» **Prompt**: Write out each line below exactly as it appears.

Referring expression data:
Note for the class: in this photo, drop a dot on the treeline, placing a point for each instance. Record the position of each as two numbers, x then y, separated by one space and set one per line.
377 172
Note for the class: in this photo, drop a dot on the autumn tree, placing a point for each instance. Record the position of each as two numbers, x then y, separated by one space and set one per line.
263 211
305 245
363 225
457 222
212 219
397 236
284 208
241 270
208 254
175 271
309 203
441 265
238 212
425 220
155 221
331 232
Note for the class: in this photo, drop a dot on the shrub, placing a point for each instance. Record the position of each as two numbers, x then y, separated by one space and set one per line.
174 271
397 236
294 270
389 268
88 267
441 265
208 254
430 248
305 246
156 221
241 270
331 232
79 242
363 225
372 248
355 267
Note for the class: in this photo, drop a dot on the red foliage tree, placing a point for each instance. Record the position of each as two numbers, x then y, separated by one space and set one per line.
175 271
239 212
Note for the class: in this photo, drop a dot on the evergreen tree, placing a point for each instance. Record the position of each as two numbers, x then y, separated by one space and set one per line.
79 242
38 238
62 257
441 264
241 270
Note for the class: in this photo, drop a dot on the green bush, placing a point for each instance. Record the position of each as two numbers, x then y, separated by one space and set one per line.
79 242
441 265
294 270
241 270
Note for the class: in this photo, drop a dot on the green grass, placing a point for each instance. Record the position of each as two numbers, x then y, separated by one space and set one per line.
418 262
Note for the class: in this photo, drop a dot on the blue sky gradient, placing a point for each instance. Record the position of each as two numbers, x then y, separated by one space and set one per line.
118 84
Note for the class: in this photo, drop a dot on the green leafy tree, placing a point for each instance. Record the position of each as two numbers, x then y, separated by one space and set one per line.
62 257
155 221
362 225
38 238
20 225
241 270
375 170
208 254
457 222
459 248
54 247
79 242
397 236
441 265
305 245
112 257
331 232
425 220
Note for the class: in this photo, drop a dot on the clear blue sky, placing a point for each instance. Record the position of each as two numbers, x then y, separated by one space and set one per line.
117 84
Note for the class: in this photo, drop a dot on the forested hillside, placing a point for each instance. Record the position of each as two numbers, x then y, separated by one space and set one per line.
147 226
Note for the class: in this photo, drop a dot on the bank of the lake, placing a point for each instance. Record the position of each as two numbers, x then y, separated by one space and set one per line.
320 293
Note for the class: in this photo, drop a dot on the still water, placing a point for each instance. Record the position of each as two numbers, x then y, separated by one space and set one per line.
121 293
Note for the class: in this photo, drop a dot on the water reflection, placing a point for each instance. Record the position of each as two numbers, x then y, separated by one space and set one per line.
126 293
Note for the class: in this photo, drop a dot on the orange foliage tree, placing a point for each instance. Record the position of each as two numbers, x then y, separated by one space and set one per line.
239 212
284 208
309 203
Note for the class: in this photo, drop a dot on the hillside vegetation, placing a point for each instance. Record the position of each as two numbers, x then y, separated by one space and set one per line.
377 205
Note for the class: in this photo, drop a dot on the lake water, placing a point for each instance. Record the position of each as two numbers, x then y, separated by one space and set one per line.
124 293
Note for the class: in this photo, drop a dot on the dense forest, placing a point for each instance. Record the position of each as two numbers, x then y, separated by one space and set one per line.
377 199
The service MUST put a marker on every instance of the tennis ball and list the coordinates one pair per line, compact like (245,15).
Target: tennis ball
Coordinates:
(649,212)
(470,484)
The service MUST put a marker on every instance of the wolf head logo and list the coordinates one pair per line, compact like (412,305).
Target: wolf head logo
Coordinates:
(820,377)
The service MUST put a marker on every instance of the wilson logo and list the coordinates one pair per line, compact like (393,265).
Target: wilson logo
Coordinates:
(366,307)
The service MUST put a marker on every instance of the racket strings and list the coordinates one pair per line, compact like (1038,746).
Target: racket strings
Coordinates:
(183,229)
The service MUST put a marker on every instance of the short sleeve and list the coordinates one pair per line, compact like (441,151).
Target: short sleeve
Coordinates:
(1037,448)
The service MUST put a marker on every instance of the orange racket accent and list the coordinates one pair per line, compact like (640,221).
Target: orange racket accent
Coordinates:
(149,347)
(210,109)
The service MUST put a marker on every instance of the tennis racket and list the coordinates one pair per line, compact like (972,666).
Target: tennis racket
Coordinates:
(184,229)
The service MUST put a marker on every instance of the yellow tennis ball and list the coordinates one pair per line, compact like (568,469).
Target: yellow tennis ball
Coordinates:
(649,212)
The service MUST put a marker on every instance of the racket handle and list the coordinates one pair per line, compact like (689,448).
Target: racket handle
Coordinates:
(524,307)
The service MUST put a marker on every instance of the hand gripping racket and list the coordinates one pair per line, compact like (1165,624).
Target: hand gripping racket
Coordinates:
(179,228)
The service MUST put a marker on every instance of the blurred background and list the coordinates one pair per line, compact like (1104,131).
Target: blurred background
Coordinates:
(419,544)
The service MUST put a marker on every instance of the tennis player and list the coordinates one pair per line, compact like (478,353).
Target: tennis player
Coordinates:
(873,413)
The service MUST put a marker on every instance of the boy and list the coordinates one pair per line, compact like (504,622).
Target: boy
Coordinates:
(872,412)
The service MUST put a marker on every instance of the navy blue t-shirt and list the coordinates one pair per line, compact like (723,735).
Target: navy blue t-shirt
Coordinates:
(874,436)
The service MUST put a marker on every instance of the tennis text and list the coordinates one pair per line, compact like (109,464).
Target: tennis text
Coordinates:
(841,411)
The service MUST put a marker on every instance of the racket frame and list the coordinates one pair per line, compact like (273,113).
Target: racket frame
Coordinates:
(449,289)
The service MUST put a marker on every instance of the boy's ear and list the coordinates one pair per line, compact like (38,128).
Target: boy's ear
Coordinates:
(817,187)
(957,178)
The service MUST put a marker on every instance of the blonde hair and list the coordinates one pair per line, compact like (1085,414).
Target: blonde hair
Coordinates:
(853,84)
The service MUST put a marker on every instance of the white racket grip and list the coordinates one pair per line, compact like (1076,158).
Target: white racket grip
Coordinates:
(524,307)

» **Response**:
Note for the class: in this photo, drop a dot on the treeline, placing a point for each instance. Record the position of each as two numbers, x then y, separated by one space and set one per line.
377 172
Note for the class: in this photo, drop a dot on the autumn tree, placing a point for each instance. Record the position of each as two numbers, x then y, separated by one space and set one per line.
263 211
305 245
363 225
457 222
212 219
397 236
284 208
241 270
208 254
175 271
309 203
441 265
238 212
425 220
155 221
331 232
Note for the class: in this photo, drop a dot on the shrub, placing a point for each instance. Record the position of each as two numbers, x then y, separated by one space and set one per line.
174 271
397 236
294 270
389 268
88 267
441 265
208 254
430 248
305 246
156 221
241 270
331 232
79 242
363 225
372 248
355 267
Note for the class: in this photo, drop a dot on the red foliage tree, placing a point for each instance. Record the position of each as two numbers, x then y, separated by one space and set one per line.
175 271
239 212
Note for the class: in this photo, drop a dot on the evergreen tree, placing a point for each instance. Record the position of each as two numbers, x then y, separated by one space and set one per line.
79 242
38 238
62 257
441 264
241 270
Note for the class: in this photo, drop a dot on the green bush, placing a point for each instance. Record the position of each as two numbers, x then y, separated by one space and set one per line.
79 242
441 265
294 270
241 270
Note for the class: in this photo, drop a dot on the green grass, placing a point for each instance. Record the position of each as two numbers, x then y, separated by one space and set one per line.
418 262
Note for the class: in this photo, drop a dot on the blue sky gradient, placing a point for each instance. Record the position of each as two numbers, x then y, separated by one space and set one per line.
118 84
Note for the class: in this photo, drop a dot on the green leafy tree, placing a point for each instance. Record the position of each as two numbers, x then y, separated by one space and set one per line.
62 257
155 221
362 225
38 238
20 225
241 270
375 170
208 254
457 222
459 248
54 247
79 242
397 236
441 265
305 245
112 257
331 232
425 220
Note for the class: in this photo, drop a dot on the clear blue sky, placing a point for each instance. Record the position of each as two numbers, x then y, separated by one space and set one per line.
117 84
Note for the class: in this photo, drop a dot on the forested hillside, placing a point for each instance. Record the position of each as two numbers, x then y, separated by one space and set one per line.
147 226
Note for the class: in this photo, drop a dot on the bank of the lake, placing a point for each instance. Record the position of each as two numbers, x then y, separated by one space and set one per line.
320 293
Note for the class: in this photo, drop a dot on the still water, placing a point for each instance. Record the position of each as two numbers, x then y, separated by one space and set one per line.
121 293
Note for the class: in this photo, drop a dot on the water reflection, placing a point for each instance. Record the position of each as two numbers, x then y, separated by one space and set one per line.
126 293
Note for the class: in this photo, drop a dot on the orange foliage tree, placing a point for each instance. Record the position of each as two numbers, x then y, separated by one space and set one per line.
239 212
284 208
309 203
Note for the class: in this photo, drop a dot on the hillside vegetation, placing a point for each instance. Record the position of each as two numbers, x then y, separated by one space and set one per line.
377 205
Note for the class: in this photo, drop a dot on the lake water, placing a point for each instance. Record the position of each as two numbers, x then y, separated by one space and set one per line.
124 293
Note for the class: in this photo, drop a dot on the dense forest, placing a point for each instance. Record the position of each as two numbers, x then y, separated by one space and set one per line.
377 199
The service MUST put a marker on every instance of the tennis ball and list the coordinates one pair per line, compact like (245,15).
Target: tennis ball
Coordinates:
(649,212)
(470,484)
The service MUST put a marker on every instance of the wolf head logo and list the coordinates one pair per line, compact like (412,305).
Target: wolf head logo
Coordinates:
(820,377)
The service MUST put a marker on every instance of the wilson logo and list the coordinates one pair per line, compact like (393,265).
Target: wilson logo
Coordinates:
(366,307)
The service MUST put a marker on every instance of the racket strings and list the coordinates one pair per line, compact like (1038,746).
Target: racket strings
Coordinates:
(183,229)
The service MUST put a marker on every instance of the short sleeve and list the coordinates one pair per line, compact like (441,151).
Target: short sleeve
Coordinates:
(1037,448)
The service MUST put a marker on every instance of the orange racket accent and list the coordinates one pair per line, compact like (640,221).
Target: orange racket accent
Coordinates:
(149,347)
(210,109)
The service MUST put a marker on every instance of the tennis racket and list the coordinates one pair per line, compact like (972,666).
Target: tennis racket
Coordinates:
(184,229)
The service MUST put a marker on every instance of the yellow tennis ball and list the coordinates one pair per line, compact like (568,469).
Target: yellow tennis ball
Coordinates:
(649,212)
The service MUST put a marker on every instance of the racket handle and list the coordinates one pair per line, compact like (689,448).
Target: racket handle
Coordinates:
(524,307)
The service MUST put a marker on every instance of the hand gripping racket and list the coordinates one pair per line, compact like (1165,624).
Target: hand gripping racket
Coordinates:
(179,228)
The service MUST put a marker on every instance of the blurred background and list the coordinates one pair per line, compact like (1104,131).
Target: blurred background
Coordinates:
(419,544)
The service MUST put a marker on every instance of the tennis player and list the coordinates one pair per line, compact like (478,353).
Target: tennis player
Coordinates:
(873,413)
The service MUST put a marker on every instance of the boy and list the coordinates one pair per line, compact like (504,622).
Target: boy
Coordinates:
(872,412)
The service MUST put a marker on every instance of the navy blue t-shirt and list the coordinates one pair per line, compact like (723,735).
Target: navy blue t-shirt
Coordinates:
(874,436)
The service MUST put a marker on every instance of the tennis text and list the coordinates one pair per line, compact like (109,464).
Target: tennis text
Coordinates:
(841,411)
The service MUST put a marker on every instance of the racket frame and list the coordinates one pair per line, compact like (273,113).
Target: racket frame
Coordinates:
(449,289)
The service MUST put a marker on every instance of the boy's ear and list the coordinates one pair per line, compact like (38,128).
Target: boy's ear
Coordinates:
(817,187)
(957,178)
The service MUST put a marker on every instance of the blonde hair and list the coordinates one pair per line, compact like (1085,414).
Target: blonde hair
Coordinates:
(853,84)
The service MUST put a marker on every instance of the white racket grip and list the coordinates one pair per line, compact like (1076,158).
Target: white racket grip
Coordinates:
(524,307)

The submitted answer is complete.